DOCUMENT SEGMENT Start Marker

Back to top

The Couple and Family Development Research Lab aims to understand and improve the developmental course of couple and family functioning.

Principal Investigator: Erika Lawrence, Ph.D. Director of Translational Science
Research Professor

Violence Intervention Project
Overview

The Violence Intervention Project is a national, empirically supported effort to significantly and dramatically reduce intimate partner violence and sexual misconduct. We are disseminating and evaluating an effective intervention for reducing domestic violence for men court-mandated to treatment​. We adapted the Acceptance and Commitment Therapy (ACT) model to target intimate partner violence (IPV)​, resulting in a 24-week group intervention called ACTV.

Two RCTs have been completed, demonstrating that ACTV significantly reduces physical, psychological and sexual aggression pre- to post-treatment (whereas standard treatment did not yield change) and reduces one-year recidivism in half compared to the standard treatment​. Iowa became the first state to disseminate ACTV as a statewide, court-mandated, empirically supported intervention for IPV​, and other states and countries are now following suit.

DOCUMENT SEGMENT End Marker
EXCERPTED RECORDS Start Marker

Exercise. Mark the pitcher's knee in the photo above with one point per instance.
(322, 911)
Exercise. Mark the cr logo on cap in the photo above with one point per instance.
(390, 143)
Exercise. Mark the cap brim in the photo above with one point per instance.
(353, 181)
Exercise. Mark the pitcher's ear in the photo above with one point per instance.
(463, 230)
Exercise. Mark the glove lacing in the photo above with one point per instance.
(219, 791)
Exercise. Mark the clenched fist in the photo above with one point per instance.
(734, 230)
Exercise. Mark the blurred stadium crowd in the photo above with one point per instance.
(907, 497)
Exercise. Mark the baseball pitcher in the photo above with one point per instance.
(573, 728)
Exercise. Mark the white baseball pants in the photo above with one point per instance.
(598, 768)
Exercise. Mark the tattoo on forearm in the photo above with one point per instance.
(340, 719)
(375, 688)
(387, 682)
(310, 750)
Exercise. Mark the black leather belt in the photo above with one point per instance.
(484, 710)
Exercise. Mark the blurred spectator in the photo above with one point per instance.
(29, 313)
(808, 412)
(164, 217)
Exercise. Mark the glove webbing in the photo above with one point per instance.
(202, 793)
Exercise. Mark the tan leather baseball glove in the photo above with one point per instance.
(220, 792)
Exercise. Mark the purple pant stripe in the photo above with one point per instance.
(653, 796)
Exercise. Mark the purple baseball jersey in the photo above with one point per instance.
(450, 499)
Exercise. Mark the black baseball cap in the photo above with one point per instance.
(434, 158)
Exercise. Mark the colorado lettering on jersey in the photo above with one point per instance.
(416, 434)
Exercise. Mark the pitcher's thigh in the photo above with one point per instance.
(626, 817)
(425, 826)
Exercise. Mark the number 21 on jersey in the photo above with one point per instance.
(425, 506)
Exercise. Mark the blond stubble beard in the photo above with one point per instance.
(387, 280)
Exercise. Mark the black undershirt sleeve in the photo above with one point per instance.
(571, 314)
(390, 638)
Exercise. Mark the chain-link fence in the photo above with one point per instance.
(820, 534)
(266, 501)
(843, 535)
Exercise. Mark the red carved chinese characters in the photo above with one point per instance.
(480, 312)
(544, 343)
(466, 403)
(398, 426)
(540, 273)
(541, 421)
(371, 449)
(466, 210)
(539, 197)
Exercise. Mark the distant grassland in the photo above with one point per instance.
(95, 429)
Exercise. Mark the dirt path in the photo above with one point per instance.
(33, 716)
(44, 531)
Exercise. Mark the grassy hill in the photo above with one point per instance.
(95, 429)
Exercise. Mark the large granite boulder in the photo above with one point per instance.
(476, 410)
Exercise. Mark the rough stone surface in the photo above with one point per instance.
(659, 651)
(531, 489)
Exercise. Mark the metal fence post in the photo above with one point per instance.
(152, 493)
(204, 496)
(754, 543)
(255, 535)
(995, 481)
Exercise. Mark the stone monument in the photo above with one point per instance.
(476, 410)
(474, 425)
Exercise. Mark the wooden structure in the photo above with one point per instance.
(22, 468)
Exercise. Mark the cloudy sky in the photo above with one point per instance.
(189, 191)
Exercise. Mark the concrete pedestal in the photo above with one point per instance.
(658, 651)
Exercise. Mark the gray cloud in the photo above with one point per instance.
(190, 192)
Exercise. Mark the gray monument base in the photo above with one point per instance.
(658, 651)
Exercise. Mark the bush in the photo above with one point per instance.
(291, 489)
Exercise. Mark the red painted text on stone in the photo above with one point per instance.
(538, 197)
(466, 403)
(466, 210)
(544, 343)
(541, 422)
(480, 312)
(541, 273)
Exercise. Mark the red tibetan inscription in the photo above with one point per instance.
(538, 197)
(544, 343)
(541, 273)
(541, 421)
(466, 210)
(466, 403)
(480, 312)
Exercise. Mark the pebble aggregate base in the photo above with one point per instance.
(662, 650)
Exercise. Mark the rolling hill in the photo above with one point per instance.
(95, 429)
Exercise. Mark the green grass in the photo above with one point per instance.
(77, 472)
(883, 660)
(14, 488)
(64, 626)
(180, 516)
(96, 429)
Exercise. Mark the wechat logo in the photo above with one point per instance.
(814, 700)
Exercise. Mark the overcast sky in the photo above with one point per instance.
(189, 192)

EXCERPTED RECORDS End Marker

» WHAT THIS EXERCISE ASKS
• a. Rewrite the paragraph of the Violence Intervention Project page that begins "Two RCTs have been completed" as a brief bulleted list that keeps its main facts.
• b. Answer these questions from the Violence Intervention Project page, giving each answer on its own line with the matching mark.
(i) Who is the principal investigator of the Couple and Family Development Research Lab?
(ii) How many weeks does the ACTV group intervention last?
(iii) Which state was the first to disseminate ACTV statewide?
• c. Resume the Violence Intervention Project page, writing on from its last sentence.

» ANSWERS GIVEN
• a.
- Two randomized controlled trials of ACTV have been completed.
- ACTV significantly reduced physical, psychological and sexual aggression from pre- to post-treatment, while standard treatment produced no change.
- ACTV cut one-year recidivism in half compared to standard treatment.
- Iowa was the first state to disseminate ACTV as a statewide, court-mandated, empirically supported intervention for intimate partner violence.
- Other states and countries are now following Iowa's lead.

• b.
(i) Erika Lawrence, Ph.D.
(ii) 24 weeks
(iii) Iowa

• c.
We are now working to replicate and extend the results of the RCTs in several states and countries. We are also conducting longer term follow-ups with study participants and testing the active mechanisms of change in our intervention.

Tailoring Couple Prevention Programs to Couple Skill Deficits
Overview

Historically, couple prediction models and prevention programs target conflict resolution and communication skills almost exclusively. These models only predict a small proportion of the variance​ and prevention programs are marginally effective. Through this project, we developed and validated the Relationship Quality Interview (RQI) to assess five different domains of couple functioning: emotional intimacy​, partner support, sexuality, respect and acceptance and conflict management. Clinicians conduct semi-structured interviews yielding interviewers' scores of the quality of couple functioning on each domain. Through a series of multi-wave longitudinal studies, we found that different domains of couple functioning at the time of marriage predict different relationship satisfaction trajectories for men versus women, and for couples in community versus clinical samples, suggesting that different couples need help with different types of relationship skills to prevent dysfunction.

We are now translating the content of each domain in the RQI into three-hour skills workshops for couples. We will be conducting feasibility and pilot testing of this novel prevention program in which couples are administered the RQI, given feedback on their strengths and limitations, offered the workshops relevant to their specific needs and then followed longitudinally to assess outcomes.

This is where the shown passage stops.